=== Begin Enclosure ===
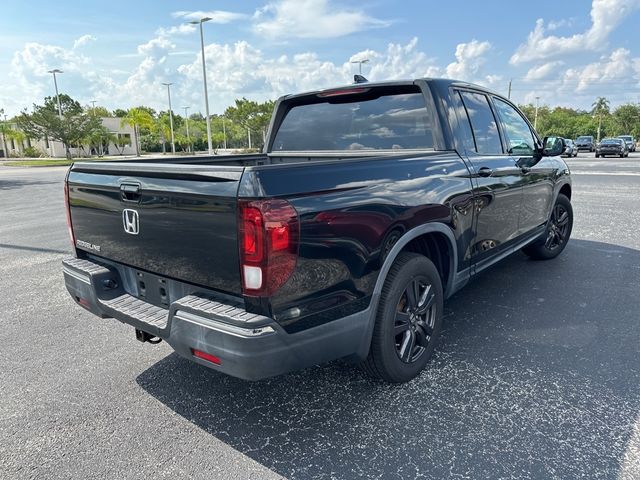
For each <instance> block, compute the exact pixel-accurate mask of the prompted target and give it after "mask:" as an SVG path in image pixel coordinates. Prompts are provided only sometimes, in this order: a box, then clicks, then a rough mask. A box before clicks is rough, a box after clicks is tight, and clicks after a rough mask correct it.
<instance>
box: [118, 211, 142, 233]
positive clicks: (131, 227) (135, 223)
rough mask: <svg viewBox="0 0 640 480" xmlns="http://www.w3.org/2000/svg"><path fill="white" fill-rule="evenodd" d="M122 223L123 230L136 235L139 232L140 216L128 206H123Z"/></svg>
mask: <svg viewBox="0 0 640 480" xmlns="http://www.w3.org/2000/svg"><path fill="white" fill-rule="evenodd" d="M122 225H123V226H124V231H125V232H127V233H129V234H131V235H137V234H138V233H139V232H140V216H139V215H138V212H137V211H136V210H132V209H130V208H125V209H124V210H123V211H122Z"/></svg>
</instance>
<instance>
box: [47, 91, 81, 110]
mask: <svg viewBox="0 0 640 480" xmlns="http://www.w3.org/2000/svg"><path fill="white" fill-rule="evenodd" d="M59 98H60V108H61V109H62V114H63V115H80V114H81V113H82V112H83V110H82V106H81V105H80V103H79V102H77V101H76V100H74V99H73V98H71V97H70V96H69V95H67V94H66V93H61V94H60V95H59ZM42 108H43V109H45V110H47V111H48V112H51V113H55V114H57V113H58V102H57V100H56V97H55V96H53V97H45V98H44V105H43V106H42Z"/></svg>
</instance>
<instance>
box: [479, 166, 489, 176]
mask: <svg viewBox="0 0 640 480" xmlns="http://www.w3.org/2000/svg"><path fill="white" fill-rule="evenodd" d="M478 175H479V176H481V177H490V176H491V175H493V169H492V168H489V167H481V168H480V169H479V170H478Z"/></svg>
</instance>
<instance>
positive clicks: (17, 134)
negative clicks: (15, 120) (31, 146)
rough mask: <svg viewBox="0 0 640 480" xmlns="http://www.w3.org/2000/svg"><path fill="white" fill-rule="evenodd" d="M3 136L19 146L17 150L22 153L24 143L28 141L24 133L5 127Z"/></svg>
mask: <svg viewBox="0 0 640 480" xmlns="http://www.w3.org/2000/svg"><path fill="white" fill-rule="evenodd" d="M3 134H4V137H5V139H6V140H10V141H13V144H14V145H17V150H18V151H19V152H22V150H23V146H24V141H25V140H26V139H27V135H25V133H24V132H22V131H21V130H16V129H15V128H11V127H8V126H5V127H4V131H3Z"/></svg>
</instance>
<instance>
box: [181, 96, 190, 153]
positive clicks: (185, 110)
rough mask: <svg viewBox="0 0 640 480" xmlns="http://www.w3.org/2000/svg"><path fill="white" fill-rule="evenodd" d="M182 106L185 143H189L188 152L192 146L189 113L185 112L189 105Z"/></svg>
mask: <svg viewBox="0 0 640 480" xmlns="http://www.w3.org/2000/svg"><path fill="white" fill-rule="evenodd" d="M182 108H184V121H185V124H186V125H187V143H188V144H189V152H191V150H192V148H191V135H189V114H188V113H187V110H189V107H182Z"/></svg>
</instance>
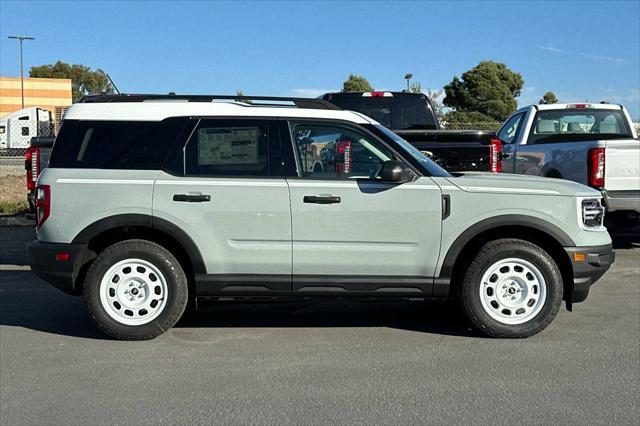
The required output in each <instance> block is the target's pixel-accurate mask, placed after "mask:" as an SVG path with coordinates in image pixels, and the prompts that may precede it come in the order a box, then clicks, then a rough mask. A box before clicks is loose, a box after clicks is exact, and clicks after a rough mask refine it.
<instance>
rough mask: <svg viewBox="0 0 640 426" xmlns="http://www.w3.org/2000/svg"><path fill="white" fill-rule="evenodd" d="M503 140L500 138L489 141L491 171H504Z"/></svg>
mask: <svg viewBox="0 0 640 426" xmlns="http://www.w3.org/2000/svg"><path fill="white" fill-rule="evenodd" d="M501 153H502V142H500V139H491V142H489V171H490V172H491V173H502V158H501V156H500V154H501Z"/></svg>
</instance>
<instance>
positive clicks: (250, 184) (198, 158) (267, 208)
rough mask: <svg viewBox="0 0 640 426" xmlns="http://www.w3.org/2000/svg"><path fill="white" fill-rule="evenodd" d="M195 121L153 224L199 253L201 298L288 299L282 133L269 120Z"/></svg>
mask: <svg viewBox="0 0 640 426" xmlns="http://www.w3.org/2000/svg"><path fill="white" fill-rule="evenodd" d="M195 121H196V123H194V124H195V127H194V128H193V131H192V133H191V134H190V136H189V137H187V138H186V142H185V143H183V144H182V146H179V147H178V149H176V150H175V151H174V153H173V155H172V156H171V158H170V160H169V161H168V164H167V165H166V167H165V169H166V170H165V171H163V172H161V174H160V176H159V177H158V179H157V180H156V182H155V187H154V194H153V213H154V218H156V217H159V218H162V219H164V220H167V221H170V222H172V223H174V224H176V225H178V226H179V227H180V228H182V229H183V230H184V231H185V232H186V233H187V234H188V235H189V236H190V237H191V239H193V241H194V242H195V244H196V246H197V247H198V248H199V249H200V252H201V254H202V257H203V260H204V263H205V266H206V270H207V274H206V275H199V276H196V285H197V291H198V295H199V296H224V295H233V296H238V295H247V296H250V295H251V296H254V295H272V296H274V295H280V296H282V295H285V296H286V295H289V294H290V290H291V211H290V206H289V190H288V188H287V183H286V181H285V179H284V176H283V173H282V161H281V159H280V146H279V139H278V137H277V133H274V131H275V132H277V129H276V128H275V126H273V125H272V123H273V122H272V121H269V120H255V119H213V118H212V119H209V118H203V119H199V120H195ZM274 129H275V130H274Z"/></svg>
=== End Enclosure ===
Work instructions:
Reprint each of the records exactly and skip the images.

Result of this exercise:
For each <instance> block, compute the exact pixel-accurate mask of the prompted target and give it after "mask:" as an SVG path in image pixel coordinates. Prompts are provided only sometimes, in this order: a box, then clicks, then a rough mask. A box before clicks is rough, a box after clicks is tight, and clicks after a rough mask correct it.
<instance>
box: [118, 211, 142, 233]
positive clicks: (131, 227) (135, 223)
rough mask: <svg viewBox="0 0 640 480" xmlns="http://www.w3.org/2000/svg"><path fill="white" fill-rule="evenodd" d="M122 223L123 230L136 235L139 232L140 216L128 206H123Z"/></svg>
mask: <svg viewBox="0 0 640 480" xmlns="http://www.w3.org/2000/svg"><path fill="white" fill-rule="evenodd" d="M122 225H123V226H124V231H125V232H127V233H129V234H131V235H137V234H138V233H139V232H140V216H139V215H138V212H137V211H136V210H132V209H130V208H125V209H124V210H123V211H122Z"/></svg>
</instance>
<instance>
box: [47, 91, 81, 110]
mask: <svg viewBox="0 0 640 480" xmlns="http://www.w3.org/2000/svg"><path fill="white" fill-rule="evenodd" d="M59 98H60V108H61V109H62V114H63V115H80V114H81V113H82V112H83V110H82V106H81V105H80V103H79V102H77V101H76V100H74V99H73V98H71V97H70V96H69V95H67V94H66V93H61V94H60V95H59ZM42 108H43V109H45V110H47V111H48V112H51V113H55V114H57V113H58V102H57V100H56V97H55V96H53V97H45V98H44V105H43V106H42Z"/></svg>
</instance>
<instance>
box: [479, 166, 489, 176]
mask: <svg viewBox="0 0 640 480" xmlns="http://www.w3.org/2000/svg"><path fill="white" fill-rule="evenodd" d="M478 175H479V176H481V177H490V176H491V175H493V169H492V168H489V167H481V168H480V169H479V170H478Z"/></svg>
</instance>
<instance>
positive clicks: (17, 134)
negative clicks: (15, 120) (31, 146)
rough mask: <svg viewBox="0 0 640 480" xmlns="http://www.w3.org/2000/svg"><path fill="white" fill-rule="evenodd" d="M3 136L19 146L17 150L22 153L24 143L28 141L24 133L5 127Z"/></svg>
mask: <svg viewBox="0 0 640 480" xmlns="http://www.w3.org/2000/svg"><path fill="white" fill-rule="evenodd" d="M3 134H4V137H5V139H6V140H10V141H13V144H14V145H17V150H18V151H19V152H22V150H23V146H24V141H25V140H26V139H27V135H25V133H24V132H22V131H21V130H16V129H15V128H11V127H8V126H5V127H4V131H3Z"/></svg>
</instance>
<instance>
box: [181, 96, 190, 153]
positive clicks: (185, 110)
rough mask: <svg viewBox="0 0 640 480" xmlns="http://www.w3.org/2000/svg"><path fill="white" fill-rule="evenodd" d="M182 106L185 143H189L188 152L192 146L189 113L185 112L189 105Z"/></svg>
mask: <svg viewBox="0 0 640 480" xmlns="http://www.w3.org/2000/svg"><path fill="white" fill-rule="evenodd" d="M182 108H184V121H185V124H186V125H187V143H188V144H189V152H191V150H192V148H191V135H189V114H188V113H187V110H189V107H182Z"/></svg>
</instance>
The required output in each <instance> block is the target's pixel-accurate mask, placed after "mask:" as an SVG path with coordinates in image pixels, and the prompts that may precede it come in the order a box, then clicks, then a rough mask. A box before clicks is loose, a box after clicks is exact, and clicks after a rough mask refine it.
<instance>
rough mask: <svg viewBox="0 0 640 426" xmlns="http://www.w3.org/2000/svg"><path fill="white" fill-rule="evenodd" d="M503 140L500 138L489 141L491 171H504Z"/></svg>
mask: <svg viewBox="0 0 640 426" xmlns="http://www.w3.org/2000/svg"><path fill="white" fill-rule="evenodd" d="M501 153H502V142H500V139H491V142H489V171H490V172H491V173H502V158H501V156H500V154H501Z"/></svg>
</instance>
<instance>
positive clicks: (250, 184) (198, 158) (267, 208)
rough mask: <svg viewBox="0 0 640 426" xmlns="http://www.w3.org/2000/svg"><path fill="white" fill-rule="evenodd" d="M195 121L153 224L199 253L201 298L288 299L282 133L269 120Z"/></svg>
mask: <svg viewBox="0 0 640 426" xmlns="http://www.w3.org/2000/svg"><path fill="white" fill-rule="evenodd" d="M195 121H196V123H194V124H195V127H194V128H193V131H192V133H191V134H190V136H189V137H187V138H186V142H185V143H183V144H182V146H179V147H178V149H176V150H175V151H174V153H173V155H172V156H171V158H170V160H169V161H168V164H167V165H166V167H165V169H166V170H165V171H163V172H161V174H160V176H159V177H158V179H157V180H156V182H155V187H154V194H153V213H154V218H156V217H159V218H162V219H164V220H167V221H170V222H172V223H174V224H176V225H178V226H179V227H180V228H182V229H183V230H184V231H185V232H186V233H187V234H188V235H189V236H190V237H191V239H193V241H194V242H195V244H196V246H197V247H198V248H199V249H200V252H201V254H202V257H203V260H204V263H205V266H206V270H207V274H206V275H199V276H196V285H197V291H198V295H199V296H224V295H233V296H238V295H247V296H250V295H251V296H254V295H272V296H274V295H280V296H282V295H285V296H286V295H289V294H290V290H291V211H290V206H289V190H288V188H287V183H286V181H285V179H284V176H283V173H282V161H281V159H280V146H279V139H278V137H277V133H274V131H275V132H277V129H276V128H275V126H273V125H272V123H273V122H272V121H269V120H255V119H213V118H212V119H209V118H203V119H199V120H195ZM274 129H275V130H274Z"/></svg>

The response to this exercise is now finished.